┌─ Texto de origem

O neurocientista Cleiton Aguiar observa que quando acordamos com algum dispositivo de alarme, de forma abrupta, ele interrompe nosso ciclo de sono, o que dificulta as lembranças. “Se você não usa despertador, você vai ter um episódio de REM bem longo e, naturalmente, você vai despertar logo depois disso. E esse é o sonho que você geralmente lembra. Se você usa despertador, você interrompe esse ciclo. E, aí, você não vai se lembrar. Ao pegar o celular, a atenção já se volta para algo externo e não para algo interno”, esclarece.
Segundo ele, o calor e a poluição sonora seriam outros fatores que superficializam o sono e podem vir a atrapalhar as lembranças oníricas.
O que diz a neurociência
Na antiguidade, os sonhos eram vistos como mensagens divinas, formas de se orientar e obter revelações. Atualmente, de acordo com a neurociência, sonhar é importante para a saúde mental e seria uma forma de psicoterapia.
“Segundo o livro ‘Oráculo da Noite’, do professor Sidarta Ribeiro, uma das hipóteses dos sonhos é que eles seriam uma arena de simulação, onde possíveis cenários pudessem ser ensaiados sem colocar a gente em perigo. Isto é, o cérebro tenta antecipar coisas que, por ventura, possam acontecer de ruim”, explica o neurocientista da UFMG.
Pesadelos são protetores
O psiquiatra Bruno Brandão acrescenta que o sonho/pesadelo funciona como uma simulação do mundo real em um ambiente químico mais favorável. “O sonho, muitas vezes, é carregado de muitas emoções. Você tem a vivência daquele trauma, mas não tem tanto aumento de noradrenalina e de hormônios associados com o estresse. Muito pelo contrário. Esses hormônios, esses neurotransmissores, estão em um nível baixo. Tudo isso faz com que você consiga reprocessar aquelas memórias traumáticas, de uma forma mais tranquila, como se você estivesse de fora, analisando aquela situação depois”, conta.

└─
┌─ Material de apoio

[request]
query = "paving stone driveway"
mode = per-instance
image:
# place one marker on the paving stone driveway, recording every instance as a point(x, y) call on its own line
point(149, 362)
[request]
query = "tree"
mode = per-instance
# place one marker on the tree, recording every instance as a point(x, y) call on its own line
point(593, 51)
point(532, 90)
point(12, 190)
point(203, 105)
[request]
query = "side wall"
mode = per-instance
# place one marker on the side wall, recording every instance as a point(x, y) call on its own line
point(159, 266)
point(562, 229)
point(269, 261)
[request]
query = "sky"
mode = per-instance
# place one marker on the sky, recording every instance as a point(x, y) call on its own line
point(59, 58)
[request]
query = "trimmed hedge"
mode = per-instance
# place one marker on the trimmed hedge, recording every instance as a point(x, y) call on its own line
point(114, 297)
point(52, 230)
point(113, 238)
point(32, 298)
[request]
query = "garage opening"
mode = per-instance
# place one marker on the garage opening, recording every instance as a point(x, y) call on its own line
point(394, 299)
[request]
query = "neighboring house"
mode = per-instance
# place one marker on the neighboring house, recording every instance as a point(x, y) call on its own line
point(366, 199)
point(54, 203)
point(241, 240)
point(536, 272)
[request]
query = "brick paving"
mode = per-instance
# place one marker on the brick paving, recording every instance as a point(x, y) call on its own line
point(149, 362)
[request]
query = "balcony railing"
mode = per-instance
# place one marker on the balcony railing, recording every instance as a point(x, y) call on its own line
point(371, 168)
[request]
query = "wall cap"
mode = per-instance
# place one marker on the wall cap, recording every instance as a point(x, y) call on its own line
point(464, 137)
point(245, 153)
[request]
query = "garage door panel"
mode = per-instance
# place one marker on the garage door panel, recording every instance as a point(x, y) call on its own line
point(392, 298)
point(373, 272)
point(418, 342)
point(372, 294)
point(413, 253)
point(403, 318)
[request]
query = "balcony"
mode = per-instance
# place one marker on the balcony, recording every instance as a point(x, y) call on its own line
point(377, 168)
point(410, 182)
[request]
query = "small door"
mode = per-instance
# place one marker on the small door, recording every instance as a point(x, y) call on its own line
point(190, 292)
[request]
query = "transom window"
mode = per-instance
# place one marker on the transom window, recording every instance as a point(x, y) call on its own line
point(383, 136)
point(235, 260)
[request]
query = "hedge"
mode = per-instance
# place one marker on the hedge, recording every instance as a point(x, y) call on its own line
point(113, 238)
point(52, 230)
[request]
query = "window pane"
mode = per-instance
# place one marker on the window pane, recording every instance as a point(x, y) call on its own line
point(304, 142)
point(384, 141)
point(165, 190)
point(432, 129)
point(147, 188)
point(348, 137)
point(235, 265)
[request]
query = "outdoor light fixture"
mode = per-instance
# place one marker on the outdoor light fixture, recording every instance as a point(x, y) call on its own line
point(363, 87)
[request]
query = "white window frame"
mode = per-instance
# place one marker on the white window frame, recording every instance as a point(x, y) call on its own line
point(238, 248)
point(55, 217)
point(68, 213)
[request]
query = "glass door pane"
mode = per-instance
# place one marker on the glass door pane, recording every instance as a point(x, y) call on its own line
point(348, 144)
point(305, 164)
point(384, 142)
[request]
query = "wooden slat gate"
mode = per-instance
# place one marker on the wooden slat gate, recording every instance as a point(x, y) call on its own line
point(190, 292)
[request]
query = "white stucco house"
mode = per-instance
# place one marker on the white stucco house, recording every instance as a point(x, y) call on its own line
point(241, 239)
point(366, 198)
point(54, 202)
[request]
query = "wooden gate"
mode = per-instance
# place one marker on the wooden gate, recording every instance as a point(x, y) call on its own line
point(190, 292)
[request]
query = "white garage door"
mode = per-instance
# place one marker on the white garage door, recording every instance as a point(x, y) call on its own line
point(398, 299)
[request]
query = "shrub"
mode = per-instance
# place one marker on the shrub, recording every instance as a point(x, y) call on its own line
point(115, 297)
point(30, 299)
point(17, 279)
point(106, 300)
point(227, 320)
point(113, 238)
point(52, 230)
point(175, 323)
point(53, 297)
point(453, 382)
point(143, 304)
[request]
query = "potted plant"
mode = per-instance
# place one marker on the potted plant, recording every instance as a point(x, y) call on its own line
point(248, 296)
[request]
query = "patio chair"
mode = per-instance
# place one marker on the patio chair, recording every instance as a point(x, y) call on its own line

└─

▶ Tarefa A
Liste todas as pessoas citadas pelo nome no texto sobre sonhos, com a função ou o papel que ele dá a cada uma.
▶ Tarefa B
No texto sobre sonhos, copie sem mudar nada tudo o que vai de "O neurocientista Cleiton" até "as lembranças oníricas.".
▶ Tarefa C
Prossiga o texto sobre sonhos e sono, começando logo depois da última frase.

▶ Resultado A
- Cleiton Aguiar: neurocientista da UFMG
- Sidarta Ribeiro: professor, autor do livro "Oráculo da Noite"
- Bruno Brandão: psiquiatra

▶ Resultado B
O neurocientista Cleiton Aguiar observa que quando acordamos com algum dispositivo de alarme, de forma abrupta, ele interrompe nosso ciclo de sono, o que dificulta as lembranças. “Se você não usa despertador, você vai ter um episódio de REM bem longo e, naturalmente, você vai despertar logo depois disso. E esse é o sonho que você geralmente lembra. Se você usa despertador, você interrompe esse ciclo. E, aí, você não vai se lembrar. Ao pegar o celular, a atenção já se volta para algo externo e não para algo interno”, esclarece.
Segundo ele, o calor e a poluição sonora seriam outros fatores que superficializam o sono e podem vir a atrapalhar as lembranças oníricas.

▶ Resultado C
Dessa forma, o pesadelo, por mais desconfortável que seja, tem um efeito protetor. Mas, segundo o profissional, quando os “sonhos ruins” são recorrentes, isso pode significar que você está sofrendo de algum transtorno. “Especialmente transtorno do estresse pós-traumático ou vivenciando, no momento, uma condição muito estressante”, destaca Brandão.
Nos braços de Morfeu
Como ter uma boa noite de descanso tranquila? De acordo com o neurocientista Cleiton Aguiar, evitar café no período da tarde em diante pode ajudar no sono regular. Prestar atenção na exposição à luz também facilita a regulação do ciclo circadiano, que é o ritmo biológico humano.
“Quando chegar à noite, prefira abajures com luzes amarelas do que aquela luz branca. E, obviamente, evitar televisão, tela de celular e luz artificial de maneira geral, à noite. Assim, você dá a chance para o seu cérebro começar a produzir melatonina. Quando a melatonina sobe, as áreas indutoras de sono começam a ser sincronizadas e seu sono fica mais profundo, favorecendo que você sonhe”, comenta o professor.
E, afinal, existe um número ideal de horas necessárias para um sono restaurador? Segundo o Thiago Felipe Vasconcelos, isso vai depender de cada pessoa e da faixa etária dela. Porém, ele alerta que não se lembrar dos sonhos não é motivo para alarme.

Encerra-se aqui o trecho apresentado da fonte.